• **What to work on**:
Each line holding the word "panel" must appear in the answer, copied from the entries.

*** Source material ***

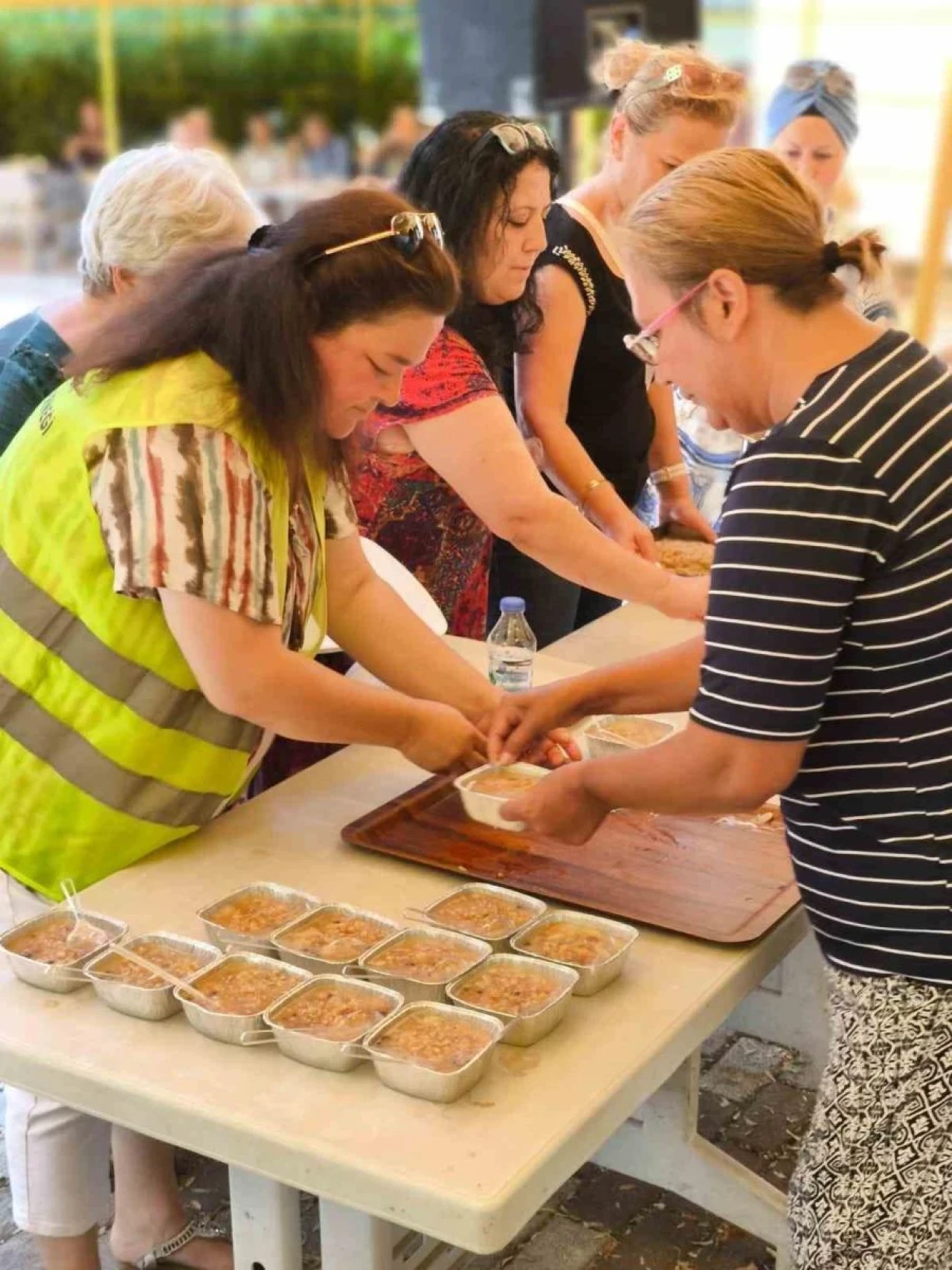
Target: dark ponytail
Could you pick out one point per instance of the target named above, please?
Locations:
(255, 312)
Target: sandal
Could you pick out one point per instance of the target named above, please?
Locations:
(164, 1254)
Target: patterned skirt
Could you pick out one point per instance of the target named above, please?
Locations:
(872, 1189)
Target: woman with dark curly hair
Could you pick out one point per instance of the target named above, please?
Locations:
(436, 474)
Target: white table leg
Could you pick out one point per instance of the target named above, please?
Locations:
(266, 1222)
(660, 1144)
(352, 1239)
(790, 1006)
(356, 1241)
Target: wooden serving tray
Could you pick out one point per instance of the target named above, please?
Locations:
(725, 883)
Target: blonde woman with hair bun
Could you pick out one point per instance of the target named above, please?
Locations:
(823, 673)
(603, 431)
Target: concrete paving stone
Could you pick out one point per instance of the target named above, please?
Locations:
(774, 1122)
(799, 1074)
(7, 1225)
(608, 1199)
(744, 1068)
(714, 1114)
(675, 1235)
(716, 1045)
(562, 1245)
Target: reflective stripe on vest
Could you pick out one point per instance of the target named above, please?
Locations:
(150, 696)
(82, 765)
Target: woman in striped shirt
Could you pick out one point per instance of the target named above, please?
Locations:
(823, 673)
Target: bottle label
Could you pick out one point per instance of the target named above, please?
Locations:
(512, 675)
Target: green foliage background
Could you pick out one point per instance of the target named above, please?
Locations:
(231, 59)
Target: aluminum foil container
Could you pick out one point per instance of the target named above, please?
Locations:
(599, 742)
(522, 1029)
(419, 990)
(303, 1047)
(310, 960)
(499, 944)
(486, 808)
(229, 1027)
(150, 1004)
(69, 975)
(592, 978)
(423, 1083)
(234, 941)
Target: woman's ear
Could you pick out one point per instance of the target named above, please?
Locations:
(122, 280)
(617, 132)
(727, 303)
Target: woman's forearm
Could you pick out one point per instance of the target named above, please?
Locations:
(555, 535)
(298, 699)
(657, 684)
(411, 657)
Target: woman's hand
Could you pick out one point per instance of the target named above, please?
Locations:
(441, 740)
(559, 806)
(528, 720)
(678, 508)
(625, 528)
(617, 521)
(684, 597)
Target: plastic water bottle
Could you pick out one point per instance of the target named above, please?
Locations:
(512, 648)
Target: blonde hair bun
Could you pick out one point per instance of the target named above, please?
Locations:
(623, 62)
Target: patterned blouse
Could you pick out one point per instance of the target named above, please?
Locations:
(408, 507)
(181, 508)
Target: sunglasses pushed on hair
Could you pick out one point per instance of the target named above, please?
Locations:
(801, 77)
(515, 138)
(687, 79)
(406, 229)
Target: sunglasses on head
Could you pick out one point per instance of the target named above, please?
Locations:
(691, 80)
(801, 77)
(406, 229)
(515, 138)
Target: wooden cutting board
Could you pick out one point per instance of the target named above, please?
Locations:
(725, 883)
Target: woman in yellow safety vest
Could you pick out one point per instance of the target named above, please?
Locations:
(168, 526)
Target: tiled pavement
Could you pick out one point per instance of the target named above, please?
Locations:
(753, 1104)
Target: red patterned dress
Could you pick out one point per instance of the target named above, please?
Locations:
(408, 507)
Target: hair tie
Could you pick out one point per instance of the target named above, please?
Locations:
(832, 257)
(260, 239)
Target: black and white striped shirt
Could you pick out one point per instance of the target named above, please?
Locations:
(831, 619)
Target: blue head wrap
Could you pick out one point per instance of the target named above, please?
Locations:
(839, 108)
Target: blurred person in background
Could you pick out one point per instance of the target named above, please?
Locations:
(396, 144)
(603, 431)
(811, 125)
(318, 153)
(263, 160)
(147, 210)
(194, 129)
(440, 469)
(86, 147)
(169, 525)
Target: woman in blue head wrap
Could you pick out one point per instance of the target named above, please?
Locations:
(811, 125)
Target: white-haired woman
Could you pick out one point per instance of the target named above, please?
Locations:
(147, 210)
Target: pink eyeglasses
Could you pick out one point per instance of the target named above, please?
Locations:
(644, 346)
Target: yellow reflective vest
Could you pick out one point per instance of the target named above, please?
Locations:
(108, 748)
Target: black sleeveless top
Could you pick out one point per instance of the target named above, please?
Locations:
(608, 407)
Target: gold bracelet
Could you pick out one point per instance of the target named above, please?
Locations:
(591, 487)
(662, 475)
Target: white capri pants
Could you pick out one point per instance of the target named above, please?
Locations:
(57, 1158)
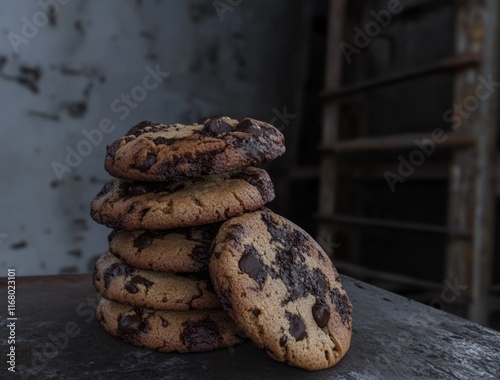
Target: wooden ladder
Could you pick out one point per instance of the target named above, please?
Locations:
(474, 164)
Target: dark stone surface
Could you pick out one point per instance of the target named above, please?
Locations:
(393, 338)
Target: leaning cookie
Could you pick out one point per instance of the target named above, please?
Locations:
(164, 205)
(117, 281)
(179, 250)
(282, 290)
(165, 152)
(168, 331)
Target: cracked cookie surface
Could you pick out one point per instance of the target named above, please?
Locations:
(168, 331)
(155, 206)
(282, 290)
(117, 281)
(178, 250)
(163, 152)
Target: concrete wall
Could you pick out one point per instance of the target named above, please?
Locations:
(64, 70)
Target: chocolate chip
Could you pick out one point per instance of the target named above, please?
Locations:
(297, 326)
(105, 189)
(217, 126)
(283, 340)
(146, 165)
(200, 335)
(248, 126)
(256, 154)
(144, 240)
(131, 324)
(115, 270)
(251, 264)
(321, 314)
(224, 300)
(112, 235)
(252, 178)
(256, 312)
(136, 190)
(132, 285)
(164, 141)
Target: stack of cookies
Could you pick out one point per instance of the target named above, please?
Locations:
(194, 258)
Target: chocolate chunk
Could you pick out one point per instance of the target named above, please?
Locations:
(112, 235)
(321, 314)
(283, 340)
(200, 335)
(297, 326)
(132, 285)
(251, 264)
(256, 312)
(144, 240)
(146, 165)
(105, 189)
(224, 300)
(164, 141)
(164, 322)
(115, 270)
(249, 126)
(136, 190)
(252, 178)
(257, 155)
(217, 126)
(131, 324)
(144, 127)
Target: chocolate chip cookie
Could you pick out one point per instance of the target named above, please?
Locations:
(164, 205)
(164, 152)
(282, 290)
(168, 331)
(119, 282)
(178, 250)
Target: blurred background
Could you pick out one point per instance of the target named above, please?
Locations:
(389, 109)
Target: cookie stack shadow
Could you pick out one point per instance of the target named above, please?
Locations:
(173, 186)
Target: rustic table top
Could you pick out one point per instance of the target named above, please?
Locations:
(58, 337)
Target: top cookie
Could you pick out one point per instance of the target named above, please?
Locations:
(164, 152)
(282, 290)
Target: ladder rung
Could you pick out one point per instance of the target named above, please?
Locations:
(372, 170)
(406, 141)
(452, 63)
(417, 6)
(392, 224)
(353, 269)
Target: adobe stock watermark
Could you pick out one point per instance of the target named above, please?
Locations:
(283, 116)
(121, 107)
(398, 346)
(58, 341)
(31, 26)
(426, 147)
(224, 6)
(372, 29)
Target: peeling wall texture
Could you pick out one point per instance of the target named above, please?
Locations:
(67, 68)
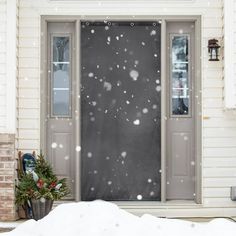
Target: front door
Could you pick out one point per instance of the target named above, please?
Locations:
(60, 131)
(119, 121)
(180, 141)
(121, 110)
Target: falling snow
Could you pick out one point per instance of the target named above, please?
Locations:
(134, 74)
(89, 154)
(107, 86)
(145, 110)
(78, 148)
(91, 74)
(136, 122)
(139, 197)
(124, 154)
(158, 88)
(153, 32)
(54, 145)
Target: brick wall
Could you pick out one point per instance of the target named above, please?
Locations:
(7, 177)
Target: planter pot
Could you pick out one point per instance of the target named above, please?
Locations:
(40, 208)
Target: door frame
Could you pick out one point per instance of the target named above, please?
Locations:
(45, 19)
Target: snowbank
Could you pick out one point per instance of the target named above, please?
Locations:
(99, 218)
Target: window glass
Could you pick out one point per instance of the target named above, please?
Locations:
(60, 85)
(179, 75)
(121, 111)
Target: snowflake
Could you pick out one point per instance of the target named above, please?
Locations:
(134, 74)
(54, 145)
(145, 110)
(153, 32)
(136, 122)
(107, 86)
(139, 197)
(90, 74)
(124, 154)
(78, 148)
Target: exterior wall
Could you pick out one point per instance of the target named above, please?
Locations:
(219, 127)
(8, 75)
(7, 177)
(3, 20)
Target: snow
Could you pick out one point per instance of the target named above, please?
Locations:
(106, 219)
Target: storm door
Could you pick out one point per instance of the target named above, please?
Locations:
(181, 111)
(60, 106)
(120, 110)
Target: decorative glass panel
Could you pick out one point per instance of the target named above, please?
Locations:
(180, 75)
(60, 85)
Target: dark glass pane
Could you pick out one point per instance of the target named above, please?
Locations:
(180, 76)
(61, 49)
(121, 111)
(60, 86)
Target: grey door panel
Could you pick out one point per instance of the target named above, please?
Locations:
(181, 115)
(121, 109)
(60, 131)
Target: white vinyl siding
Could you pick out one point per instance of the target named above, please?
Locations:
(3, 22)
(219, 127)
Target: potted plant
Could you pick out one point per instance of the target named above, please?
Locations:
(37, 189)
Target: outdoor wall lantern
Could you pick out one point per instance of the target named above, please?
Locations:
(213, 49)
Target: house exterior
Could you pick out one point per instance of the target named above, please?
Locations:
(207, 127)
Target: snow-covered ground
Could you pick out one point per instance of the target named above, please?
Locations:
(99, 218)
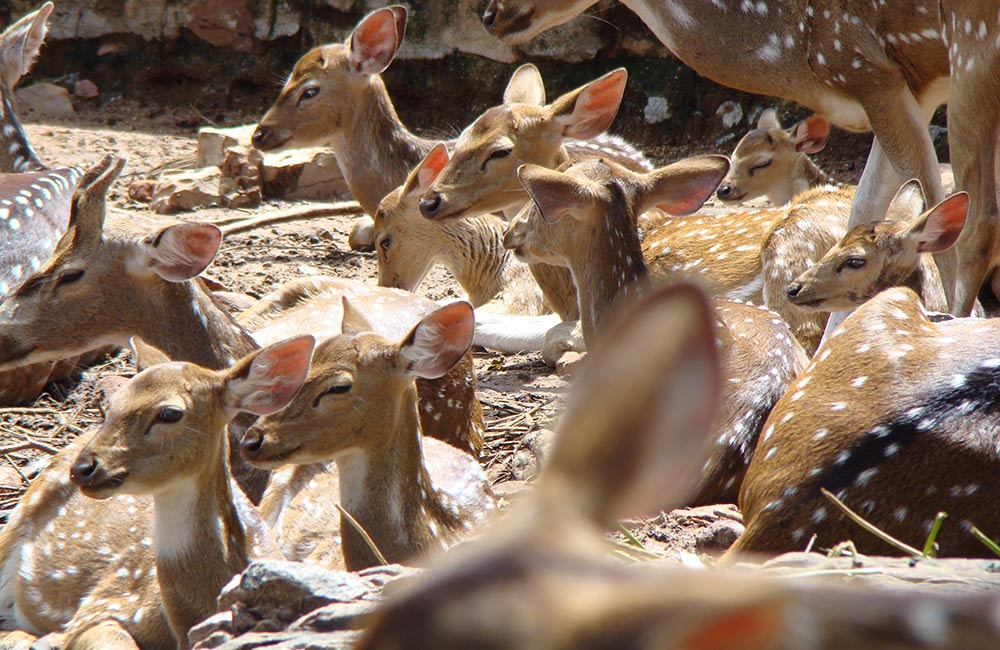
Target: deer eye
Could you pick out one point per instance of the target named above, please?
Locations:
(764, 164)
(169, 415)
(855, 263)
(336, 389)
(308, 93)
(497, 155)
(69, 277)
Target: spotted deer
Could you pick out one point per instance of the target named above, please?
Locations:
(359, 407)
(34, 199)
(883, 67)
(543, 577)
(895, 415)
(112, 278)
(891, 253)
(773, 162)
(584, 217)
(335, 96)
(164, 436)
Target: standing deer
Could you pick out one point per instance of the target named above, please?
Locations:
(164, 436)
(883, 67)
(631, 439)
(773, 162)
(359, 407)
(584, 217)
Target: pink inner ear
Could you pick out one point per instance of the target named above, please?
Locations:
(432, 165)
(374, 42)
(945, 223)
(597, 106)
(811, 134)
(276, 375)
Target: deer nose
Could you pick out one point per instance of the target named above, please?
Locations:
(250, 444)
(260, 135)
(83, 470)
(490, 15)
(431, 206)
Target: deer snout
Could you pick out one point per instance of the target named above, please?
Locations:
(430, 205)
(84, 470)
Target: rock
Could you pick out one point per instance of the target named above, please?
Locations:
(44, 99)
(85, 89)
(362, 237)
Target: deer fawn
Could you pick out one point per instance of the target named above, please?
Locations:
(543, 577)
(584, 217)
(359, 407)
(884, 67)
(770, 161)
(895, 416)
(872, 258)
(164, 436)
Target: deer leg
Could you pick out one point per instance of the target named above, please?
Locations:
(973, 130)
(106, 635)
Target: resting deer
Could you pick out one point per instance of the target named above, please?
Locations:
(872, 258)
(412, 496)
(115, 278)
(335, 96)
(543, 578)
(882, 67)
(584, 217)
(770, 161)
(895, 416)
(34, 199)
(164, 436)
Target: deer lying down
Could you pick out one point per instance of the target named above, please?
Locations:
(412, 496)
(584, 217)
(631, 439)
(165, 436)
(335, 96)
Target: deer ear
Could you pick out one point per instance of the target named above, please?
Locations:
(940, 227)
(182, 251)
(146, 355)
(19, 44)
(265, 381)
(525, 87)
(588, 111)
(907, 203)
(353, 320)
(810, 135)
(556, 194)
(438, 341)
(768, 120)
(634, 433)
(683, 187)
(374, 42)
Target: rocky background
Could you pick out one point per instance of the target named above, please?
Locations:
(221, 55)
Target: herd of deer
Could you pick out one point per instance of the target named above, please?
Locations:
(332, 411)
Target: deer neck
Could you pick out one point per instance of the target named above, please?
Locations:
(389, 492)
(608, 271)
(375, 150)
(16, 154)
(186, 322)
(199, 542)
(476, 256)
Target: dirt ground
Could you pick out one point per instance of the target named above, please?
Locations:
(520, 396)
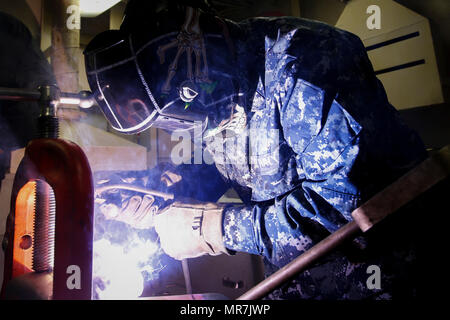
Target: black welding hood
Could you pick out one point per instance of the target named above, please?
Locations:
(176, 77)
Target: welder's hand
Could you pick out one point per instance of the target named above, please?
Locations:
(137, 212)
(190, 230)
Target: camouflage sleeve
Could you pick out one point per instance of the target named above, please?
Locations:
(326, 141)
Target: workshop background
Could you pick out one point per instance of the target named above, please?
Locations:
(409, 53)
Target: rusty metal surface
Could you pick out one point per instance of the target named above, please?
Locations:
(407, 188)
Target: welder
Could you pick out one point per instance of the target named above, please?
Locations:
(295, 121)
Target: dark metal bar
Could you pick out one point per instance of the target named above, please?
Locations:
(392, 41)
(324, 247)
(18, 94)
(404, 190)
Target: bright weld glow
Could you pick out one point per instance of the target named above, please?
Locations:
(92, 8)
(120, 267)
(69, 101)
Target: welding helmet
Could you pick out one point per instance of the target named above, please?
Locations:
(171, 74)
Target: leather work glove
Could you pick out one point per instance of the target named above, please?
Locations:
(138, 212)
(190, 230)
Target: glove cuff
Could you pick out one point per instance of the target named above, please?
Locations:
(212, 232)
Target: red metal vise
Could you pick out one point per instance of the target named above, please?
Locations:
(49, 230)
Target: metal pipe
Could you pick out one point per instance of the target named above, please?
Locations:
(19, 94)
(324, 247)
(164, 195)
(407, 188)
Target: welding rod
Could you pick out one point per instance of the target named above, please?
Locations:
(421, 178)
(164, 195)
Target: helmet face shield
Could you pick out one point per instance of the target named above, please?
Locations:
(158, 82)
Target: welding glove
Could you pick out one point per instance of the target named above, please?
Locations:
(190, 230)
(138, 212)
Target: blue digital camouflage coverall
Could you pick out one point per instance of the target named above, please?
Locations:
(339, 142)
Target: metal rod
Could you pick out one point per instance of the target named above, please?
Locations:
(19, 94)
(407, 188)
(302, 262)
(164, 195)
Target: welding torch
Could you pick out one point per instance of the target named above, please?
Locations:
(84, 99)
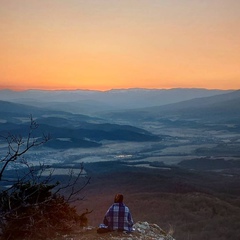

***

• **Exercise solution**:
Target: decorative glass panel
Target: grey door panel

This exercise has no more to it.